Problem: When you transcribe the entries, reproduce every character and exclude the images.

Available data:
-- -- --

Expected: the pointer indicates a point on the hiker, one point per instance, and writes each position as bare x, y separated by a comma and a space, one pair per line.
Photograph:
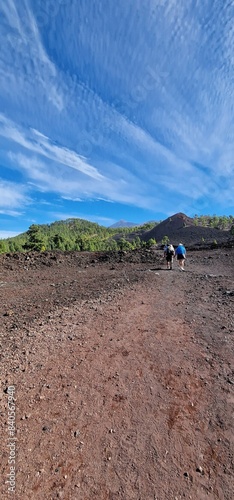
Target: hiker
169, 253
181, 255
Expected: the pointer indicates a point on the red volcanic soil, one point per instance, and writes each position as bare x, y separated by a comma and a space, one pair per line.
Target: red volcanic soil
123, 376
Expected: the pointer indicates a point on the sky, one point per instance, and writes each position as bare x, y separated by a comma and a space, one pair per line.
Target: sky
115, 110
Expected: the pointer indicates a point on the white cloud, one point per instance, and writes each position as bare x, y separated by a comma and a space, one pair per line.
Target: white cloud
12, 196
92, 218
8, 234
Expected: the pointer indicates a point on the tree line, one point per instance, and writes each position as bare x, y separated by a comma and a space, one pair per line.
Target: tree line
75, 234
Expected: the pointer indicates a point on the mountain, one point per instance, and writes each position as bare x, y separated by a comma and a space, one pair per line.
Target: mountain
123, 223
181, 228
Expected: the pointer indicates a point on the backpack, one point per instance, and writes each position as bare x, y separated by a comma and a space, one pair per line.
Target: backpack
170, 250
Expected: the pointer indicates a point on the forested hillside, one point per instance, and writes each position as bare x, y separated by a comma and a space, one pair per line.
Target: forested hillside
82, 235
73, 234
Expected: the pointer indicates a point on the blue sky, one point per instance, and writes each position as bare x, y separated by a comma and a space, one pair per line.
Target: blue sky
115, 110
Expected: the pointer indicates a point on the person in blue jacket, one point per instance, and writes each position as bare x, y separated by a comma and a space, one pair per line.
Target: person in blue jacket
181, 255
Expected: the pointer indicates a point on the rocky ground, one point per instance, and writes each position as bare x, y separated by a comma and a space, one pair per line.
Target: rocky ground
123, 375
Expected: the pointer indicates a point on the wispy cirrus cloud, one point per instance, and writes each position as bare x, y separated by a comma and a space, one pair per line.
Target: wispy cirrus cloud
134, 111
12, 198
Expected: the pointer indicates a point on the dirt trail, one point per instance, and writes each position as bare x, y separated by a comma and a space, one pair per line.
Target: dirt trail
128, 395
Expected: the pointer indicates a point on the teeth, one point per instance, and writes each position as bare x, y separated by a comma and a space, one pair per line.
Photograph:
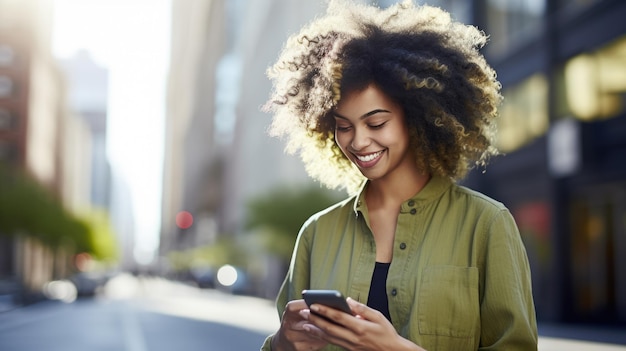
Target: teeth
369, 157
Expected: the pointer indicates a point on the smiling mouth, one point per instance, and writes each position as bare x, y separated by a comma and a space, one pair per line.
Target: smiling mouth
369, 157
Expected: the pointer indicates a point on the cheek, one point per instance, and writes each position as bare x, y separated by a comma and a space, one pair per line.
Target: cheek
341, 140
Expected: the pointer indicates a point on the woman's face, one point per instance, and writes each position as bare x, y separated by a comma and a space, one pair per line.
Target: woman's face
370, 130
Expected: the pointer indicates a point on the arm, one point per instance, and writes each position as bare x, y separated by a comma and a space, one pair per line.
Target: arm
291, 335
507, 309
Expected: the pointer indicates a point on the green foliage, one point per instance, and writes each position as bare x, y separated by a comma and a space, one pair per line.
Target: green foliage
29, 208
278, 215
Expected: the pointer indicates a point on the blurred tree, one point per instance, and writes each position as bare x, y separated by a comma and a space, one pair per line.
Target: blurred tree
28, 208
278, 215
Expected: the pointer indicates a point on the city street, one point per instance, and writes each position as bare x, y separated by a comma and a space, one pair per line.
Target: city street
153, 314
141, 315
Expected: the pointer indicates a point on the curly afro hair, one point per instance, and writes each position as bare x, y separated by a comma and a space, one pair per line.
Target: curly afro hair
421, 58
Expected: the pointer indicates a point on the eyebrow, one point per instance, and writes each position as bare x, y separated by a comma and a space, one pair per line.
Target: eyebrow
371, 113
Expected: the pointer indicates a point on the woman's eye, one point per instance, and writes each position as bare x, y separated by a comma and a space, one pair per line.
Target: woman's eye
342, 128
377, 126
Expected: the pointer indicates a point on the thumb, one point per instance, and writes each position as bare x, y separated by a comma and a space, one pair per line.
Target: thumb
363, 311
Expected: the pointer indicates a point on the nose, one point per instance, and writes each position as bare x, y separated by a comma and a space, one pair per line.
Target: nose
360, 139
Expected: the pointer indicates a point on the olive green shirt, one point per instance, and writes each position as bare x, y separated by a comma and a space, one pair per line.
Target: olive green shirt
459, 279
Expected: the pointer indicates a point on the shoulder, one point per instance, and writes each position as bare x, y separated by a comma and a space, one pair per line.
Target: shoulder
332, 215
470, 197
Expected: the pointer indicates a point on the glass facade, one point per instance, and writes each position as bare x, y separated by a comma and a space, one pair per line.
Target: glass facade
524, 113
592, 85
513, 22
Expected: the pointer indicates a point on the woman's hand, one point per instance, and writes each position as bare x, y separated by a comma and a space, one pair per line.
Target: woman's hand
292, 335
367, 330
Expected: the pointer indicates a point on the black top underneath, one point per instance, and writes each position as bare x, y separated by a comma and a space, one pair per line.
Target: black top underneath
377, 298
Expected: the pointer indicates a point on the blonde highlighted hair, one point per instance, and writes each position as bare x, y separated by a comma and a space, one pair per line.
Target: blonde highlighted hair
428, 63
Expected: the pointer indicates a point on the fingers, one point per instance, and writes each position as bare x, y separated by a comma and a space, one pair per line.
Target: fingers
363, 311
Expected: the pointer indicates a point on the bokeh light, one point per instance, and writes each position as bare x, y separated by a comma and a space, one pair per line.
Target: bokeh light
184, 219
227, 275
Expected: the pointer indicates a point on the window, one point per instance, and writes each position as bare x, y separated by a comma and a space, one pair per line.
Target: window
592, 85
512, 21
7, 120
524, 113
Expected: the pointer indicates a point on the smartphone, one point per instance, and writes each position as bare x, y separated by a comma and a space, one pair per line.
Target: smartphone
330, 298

-- -- --

Completed task:
Expected: the pointer indicates a point on the hiker, one point per instance, and writes each position as bare x, y separated by a comma and a space, one pair per line.
Photograph:
Target: hiker
169, 253
181, 255
Expected: the pointer indicates a point on the red volcanic soil, one point per instance, and writes each position as bare x, y separated by a comma and a space, one pair per line.
Target: red volcanic soil
123, 376
Expected: the pointer indicates a point on the sky, one point per instance, and writes each position as bare x, y separated by a comma and a space, one pair per line.
Target: sky
115, 110
Expected: the pointer indicates a point on the white cloud, one point per instance, and writes each position as bare x, y separated by a comma and a space, one pair per line.
Target: white cloud
12, 196
92, 218
8, 234
Expected: the pointer indicates a point on the tree line, one point per instance, and writes each position as bare x, y separated by a comma and a space, one pair per line.
Target: tree line
75, 234
Expected: the pointer indicates a point on the mountain, one point per instance, and writes each position as bare x, y separated by a comma and a space, one pair per line.
Target: mountain
123, 223
181, 228
Expected: the pointer indicates a point on the backpack, one point per instance, and writes each position as bare x, y separated by a comma and a space, one pair per line.
Target: backpack
170, 250
Expected: the pointer indicates a point on the forested hillside, one point per instance, and writes each position as bare x, y separated by a comma and a space, one pair per line.
Target: forested hillside
82, 235
73, 234
Expected: the pointer indicates a point on the blue sky, one point per instance, and writes each position as bare x, y separated by a comma and a space, one pair per line.
Target: blue sky
115, 110
Expected: the pointer indicates a point on the person in blue jacket, one point per instance, and writes each position as bare x, y separated by a comma and a space, one pair per line.
Target: person in blue jacket
181, 255
Expected: the pointer indicates a point on the rocky ground, one point per instance, and writes each position as bare x, y separated by a comma and a space, one pair per line.
Target: rocky ground
123, 375
Expected: the pointer indicates a point on the wispy cirrus cloud, one point per instance, and writes each position as bare x, y separated by a comma and a space, one pair per line.
Target: wispy cirrus cloud
134, 111
12, 198
Expected: the pointer indicates a point on the dirt trail, one point per instance, and writes each position as bare x, y separated by a comma and a space, one pair per line.
Target: dirt trail
128, 395
Expected: the pointer indicates a point on the teeth, one point per instance, and writes each position as bare x, y separated by a comma and a space, one pair per line.
Photograph:
Target: teeth
369, 157
Expected: the pointer indicates a point on the smiling mouth, one point per instance, and writes each position as bare x, y separated by a comma and a space, one pair per line.
Target: smiling mouth
369, 157
Expected: the pointer indicates a point on the cheek, one point per instance, and writes each position as bare x, y separated by a comma and a space, one pair per line.
Target: cheek
341, 140
Expected: the pointer indicates a point on the woman's face, one point per instance, and writes each position as bare x, y separated by a comma and a space, one pair per line.
Target: woman's face
370, 130
Expected: the pointer indicates a point on the arm, one point per instance, and writes each position as bare x, y separated by a comma and a space, one pair per line.
Target: arm
291, 335
507, 309
Expected: the pointer indicates a point on the green foliage, one point per instance, and writes each position as bare x, y separated by a comma and a space, one pair per line.
Target: green foliage
29, 208
278, 215
Expected: the pointer indicates a point on the blurred tree, one point per instance, and writes each position as bare x, y separated by a comma and a space, one pair per line.
Target: blurred tree
28, 208
278, 215
Expected: the pointer indicates a point on the city street, one point per instance, and writes each position as bare x, y separated by a comma and a space, one pair per line.
Target: city street
153, 314
141, 315
Expected: the pointer indicates a point on the curly afro hair, one point per instance, and writes each position as bare x, y separated by a comma and a space, one pair per line.
Target: curly afro hair
421, 58
Expected: the pointer indicates a point on the eyebrow, one point per instance, and writes each position as bare x, y separated by a comma and a space, one pair per line.
Target: eyebrow
371, 113
Expected: the pointer indicates a point on the woman's eye, one point per instance, and writes each position as bare x, y separated by a comma and a space, one pair per line.
Target: woman's eye
342, 128
377, 126
Expected: the pointer indicates a point on the thumb, one point per instance, and writes each position as bare x, y separated by a comma and a space, one pair per line.
Target: thumb
363, 311
Expected: the pointer indicates a point on the nose, one point per instance, and writes each position as bare x, y separated by a comma and a space, one pair per line.
Target: nose
360, 139
Expected: the pointer indicates a point on the olive green shirt, one point per instance, and writes each position as bare x, y separated by a comma and a space, one pair per line.
Target: olive green shirt
459, 279
Expected: the pointer indicates a point on the shoulder, one point per instance, and writes each position as bare x, y separated by a comma and a space, one pair per line.
Target: shoulder
332, 215
470, 197
Expected: the pointer indicates a point on the glass facade, one point per instance, and writes each position as bare x, y separated by a comma and a space, one pair per line.
Target: glass facade
524, 113
592, 85
513, 22
Expected: the pointer indicates a point on the woman's hand, one point per instance, and writes each position as bare x, y separated by a comma and a space, one pair per line.
Target: woman's hand
292, 335
367, 330
Expected: the pointer indicates a point on the black top underneath, one point per instance, and writes each position as bare x, y separated by a comma and a space, one pair per line.
Target: black top underneath
377, 298
Expected: the pointer indicates a point on the blonde highlighted hair, one point per instance, and writes each position as bare x, y separated by a comma and a space, one pair per line.
Target: blonde highlighted hair
428, 63
Expected: the pointer indicates a point on the fingers, one point per instance, and writes each position as bare x, y separated by a comma and a space, one pair per line.
Target: fingers
363, 311
Expected: the pointer indicates a point on the bokeh light, one point per instance, and writes each position as bare x, y separated by a comma and a space, one pair per line.
Target: bokeh light
184, 219
227, 275
Expected: the pointer indicates a point on the window, one point per instance, and writes each position as bare x, y separated by a comma and a space, one pair per line.
Target: window
592, 85
512, 21
7, 120
524, 113
Expected: the pointer indicates a point on the smartphone, one point per instance, and writes each position as bare x, y separated by a comma and a space, one pair per line.
Target: smartphone
330, 298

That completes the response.